(Beginning of MATERIAL FOR THIS TASK)

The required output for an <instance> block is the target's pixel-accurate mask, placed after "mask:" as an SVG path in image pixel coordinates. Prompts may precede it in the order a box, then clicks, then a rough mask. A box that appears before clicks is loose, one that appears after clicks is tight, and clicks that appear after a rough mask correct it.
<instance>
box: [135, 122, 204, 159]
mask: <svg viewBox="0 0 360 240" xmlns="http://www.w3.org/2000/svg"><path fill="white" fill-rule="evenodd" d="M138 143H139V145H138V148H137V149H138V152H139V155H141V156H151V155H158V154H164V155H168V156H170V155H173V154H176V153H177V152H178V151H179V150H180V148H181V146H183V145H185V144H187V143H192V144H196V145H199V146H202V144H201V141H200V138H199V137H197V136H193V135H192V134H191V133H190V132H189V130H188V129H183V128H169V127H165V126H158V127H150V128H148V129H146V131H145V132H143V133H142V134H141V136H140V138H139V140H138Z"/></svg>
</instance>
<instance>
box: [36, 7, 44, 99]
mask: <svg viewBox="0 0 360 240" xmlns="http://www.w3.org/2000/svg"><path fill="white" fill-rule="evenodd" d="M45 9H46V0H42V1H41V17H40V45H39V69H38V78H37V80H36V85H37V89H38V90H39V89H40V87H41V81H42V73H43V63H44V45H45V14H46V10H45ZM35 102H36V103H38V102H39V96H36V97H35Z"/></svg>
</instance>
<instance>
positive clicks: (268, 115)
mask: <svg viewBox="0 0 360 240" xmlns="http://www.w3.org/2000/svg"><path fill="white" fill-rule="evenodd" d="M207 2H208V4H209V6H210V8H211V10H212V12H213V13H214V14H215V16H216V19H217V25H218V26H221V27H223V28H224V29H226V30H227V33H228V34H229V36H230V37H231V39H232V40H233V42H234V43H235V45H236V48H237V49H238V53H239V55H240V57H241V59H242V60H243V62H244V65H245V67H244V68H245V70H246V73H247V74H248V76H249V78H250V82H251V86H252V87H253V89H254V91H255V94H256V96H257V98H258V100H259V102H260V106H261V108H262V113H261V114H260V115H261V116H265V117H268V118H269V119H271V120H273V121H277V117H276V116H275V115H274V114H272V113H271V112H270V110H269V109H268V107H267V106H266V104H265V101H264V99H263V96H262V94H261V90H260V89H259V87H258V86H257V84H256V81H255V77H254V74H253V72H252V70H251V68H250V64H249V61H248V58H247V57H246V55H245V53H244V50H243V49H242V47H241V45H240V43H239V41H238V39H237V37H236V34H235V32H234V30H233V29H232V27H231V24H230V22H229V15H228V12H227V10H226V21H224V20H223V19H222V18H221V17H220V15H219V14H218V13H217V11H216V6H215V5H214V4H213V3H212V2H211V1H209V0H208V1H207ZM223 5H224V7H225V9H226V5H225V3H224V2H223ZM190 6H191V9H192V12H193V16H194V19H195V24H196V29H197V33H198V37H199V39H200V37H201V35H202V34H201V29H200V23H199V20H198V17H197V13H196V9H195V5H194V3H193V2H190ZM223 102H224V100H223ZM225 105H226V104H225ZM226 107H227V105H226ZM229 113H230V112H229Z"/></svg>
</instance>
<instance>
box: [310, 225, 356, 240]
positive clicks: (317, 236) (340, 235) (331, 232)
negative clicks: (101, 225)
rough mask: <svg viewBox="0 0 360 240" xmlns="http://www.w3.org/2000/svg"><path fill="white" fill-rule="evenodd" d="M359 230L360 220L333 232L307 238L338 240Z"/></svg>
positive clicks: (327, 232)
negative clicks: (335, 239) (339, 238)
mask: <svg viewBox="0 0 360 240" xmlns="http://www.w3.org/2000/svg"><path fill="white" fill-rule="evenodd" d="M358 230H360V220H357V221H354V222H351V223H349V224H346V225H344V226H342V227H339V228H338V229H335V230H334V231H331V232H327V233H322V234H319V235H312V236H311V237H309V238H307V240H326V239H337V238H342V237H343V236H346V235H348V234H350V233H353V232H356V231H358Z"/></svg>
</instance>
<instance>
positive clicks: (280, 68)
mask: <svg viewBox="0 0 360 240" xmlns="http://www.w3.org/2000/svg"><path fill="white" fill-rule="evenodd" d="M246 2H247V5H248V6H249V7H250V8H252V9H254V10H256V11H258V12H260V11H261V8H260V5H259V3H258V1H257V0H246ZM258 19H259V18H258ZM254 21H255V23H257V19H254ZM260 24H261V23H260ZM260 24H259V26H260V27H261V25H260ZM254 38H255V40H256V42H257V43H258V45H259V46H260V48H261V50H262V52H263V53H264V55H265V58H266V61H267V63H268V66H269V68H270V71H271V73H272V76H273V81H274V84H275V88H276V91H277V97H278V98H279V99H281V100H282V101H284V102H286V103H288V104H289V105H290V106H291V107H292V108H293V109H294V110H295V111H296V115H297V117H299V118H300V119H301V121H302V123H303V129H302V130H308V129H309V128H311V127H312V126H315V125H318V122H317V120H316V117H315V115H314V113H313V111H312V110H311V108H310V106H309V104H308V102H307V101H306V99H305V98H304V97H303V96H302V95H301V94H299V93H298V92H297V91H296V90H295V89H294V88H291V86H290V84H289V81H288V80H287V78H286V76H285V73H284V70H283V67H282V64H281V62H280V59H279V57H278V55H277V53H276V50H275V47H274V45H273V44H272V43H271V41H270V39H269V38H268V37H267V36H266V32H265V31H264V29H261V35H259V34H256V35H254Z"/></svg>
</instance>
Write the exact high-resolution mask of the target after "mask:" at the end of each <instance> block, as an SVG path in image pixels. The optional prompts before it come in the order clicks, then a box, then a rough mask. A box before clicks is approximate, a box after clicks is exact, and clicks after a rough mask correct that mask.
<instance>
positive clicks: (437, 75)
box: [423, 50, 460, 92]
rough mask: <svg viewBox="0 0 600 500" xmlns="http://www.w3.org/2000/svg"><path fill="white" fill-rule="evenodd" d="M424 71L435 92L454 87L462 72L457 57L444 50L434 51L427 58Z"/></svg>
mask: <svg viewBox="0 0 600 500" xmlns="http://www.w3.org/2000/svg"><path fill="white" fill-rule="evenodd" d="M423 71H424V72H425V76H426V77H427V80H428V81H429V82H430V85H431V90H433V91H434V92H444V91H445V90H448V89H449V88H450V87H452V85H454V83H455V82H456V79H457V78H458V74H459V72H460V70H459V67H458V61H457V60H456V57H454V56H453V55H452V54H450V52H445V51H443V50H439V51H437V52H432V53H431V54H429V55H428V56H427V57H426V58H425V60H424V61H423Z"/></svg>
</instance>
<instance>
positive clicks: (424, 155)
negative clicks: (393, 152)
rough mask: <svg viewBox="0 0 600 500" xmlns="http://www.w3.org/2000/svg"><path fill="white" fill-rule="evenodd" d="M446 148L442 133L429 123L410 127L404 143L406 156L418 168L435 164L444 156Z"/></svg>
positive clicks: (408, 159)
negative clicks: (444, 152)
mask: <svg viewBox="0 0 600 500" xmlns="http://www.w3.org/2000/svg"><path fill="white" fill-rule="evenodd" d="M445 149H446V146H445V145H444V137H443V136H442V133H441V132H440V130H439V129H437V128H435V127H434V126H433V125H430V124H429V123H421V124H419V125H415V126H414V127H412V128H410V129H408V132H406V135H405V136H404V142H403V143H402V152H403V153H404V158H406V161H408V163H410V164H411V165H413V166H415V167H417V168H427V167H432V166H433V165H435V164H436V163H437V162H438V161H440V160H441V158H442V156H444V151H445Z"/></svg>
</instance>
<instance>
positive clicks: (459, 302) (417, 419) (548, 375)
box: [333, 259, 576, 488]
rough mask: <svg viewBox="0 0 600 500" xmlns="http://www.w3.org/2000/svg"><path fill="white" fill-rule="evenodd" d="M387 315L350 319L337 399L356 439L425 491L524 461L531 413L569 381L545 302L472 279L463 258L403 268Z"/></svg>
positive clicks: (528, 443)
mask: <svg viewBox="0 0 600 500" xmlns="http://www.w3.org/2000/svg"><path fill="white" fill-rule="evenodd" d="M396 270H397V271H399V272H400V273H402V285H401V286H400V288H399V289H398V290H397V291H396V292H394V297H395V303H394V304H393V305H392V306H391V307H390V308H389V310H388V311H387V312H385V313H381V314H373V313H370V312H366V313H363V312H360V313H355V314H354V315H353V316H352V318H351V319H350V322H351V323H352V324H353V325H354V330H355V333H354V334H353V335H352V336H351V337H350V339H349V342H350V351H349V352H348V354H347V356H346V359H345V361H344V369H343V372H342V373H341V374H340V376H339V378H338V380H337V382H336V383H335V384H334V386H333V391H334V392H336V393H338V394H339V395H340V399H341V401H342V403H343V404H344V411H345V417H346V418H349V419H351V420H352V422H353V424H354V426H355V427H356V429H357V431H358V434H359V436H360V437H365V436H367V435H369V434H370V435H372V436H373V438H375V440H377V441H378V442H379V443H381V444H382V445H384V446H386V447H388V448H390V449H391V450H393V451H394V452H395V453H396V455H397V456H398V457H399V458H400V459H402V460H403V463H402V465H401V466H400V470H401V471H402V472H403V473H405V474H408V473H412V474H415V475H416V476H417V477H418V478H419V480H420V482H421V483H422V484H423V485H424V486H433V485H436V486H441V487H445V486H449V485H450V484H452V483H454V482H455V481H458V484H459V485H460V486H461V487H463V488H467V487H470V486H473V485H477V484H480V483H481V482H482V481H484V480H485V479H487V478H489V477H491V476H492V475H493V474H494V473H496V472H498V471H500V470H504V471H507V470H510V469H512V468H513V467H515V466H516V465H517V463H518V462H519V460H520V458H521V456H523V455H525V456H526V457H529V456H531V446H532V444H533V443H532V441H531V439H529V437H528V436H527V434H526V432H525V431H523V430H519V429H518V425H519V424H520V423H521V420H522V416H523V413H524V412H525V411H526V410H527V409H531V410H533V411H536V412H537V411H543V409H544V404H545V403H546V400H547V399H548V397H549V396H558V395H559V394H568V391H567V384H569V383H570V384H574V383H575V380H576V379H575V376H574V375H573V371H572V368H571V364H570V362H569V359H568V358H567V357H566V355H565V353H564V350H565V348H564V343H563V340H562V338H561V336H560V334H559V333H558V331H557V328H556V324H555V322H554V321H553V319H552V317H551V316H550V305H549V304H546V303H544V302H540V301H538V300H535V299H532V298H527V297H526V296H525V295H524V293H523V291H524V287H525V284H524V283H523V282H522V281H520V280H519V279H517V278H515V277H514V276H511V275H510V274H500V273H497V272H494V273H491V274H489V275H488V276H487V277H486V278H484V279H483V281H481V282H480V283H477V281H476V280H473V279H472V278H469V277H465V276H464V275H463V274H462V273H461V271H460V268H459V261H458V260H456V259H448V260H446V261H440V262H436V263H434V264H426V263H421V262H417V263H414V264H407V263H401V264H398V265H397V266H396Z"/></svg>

(End of MATERIAL FOR THIS TASK)

### WHAT YOU WILL DO
Copy the material from the line containing "315L350 319L337 399L356" through the line containing "positive clicks: (528, 443)", reproducing each character without change.

### EXERCISE RESPONSE
rough mask: <svg viewBox="0 0 600 500" xmlns="http://www.w3.org/2000/svg"><path fill="white" fill-rule="evenodd" d="M387 315L350 319L337 399L356 439L425 491L524 461L531 413L569 381L545 302L472 279L463 258L403 268Z"/></svg>
positive clicks: (528, 443)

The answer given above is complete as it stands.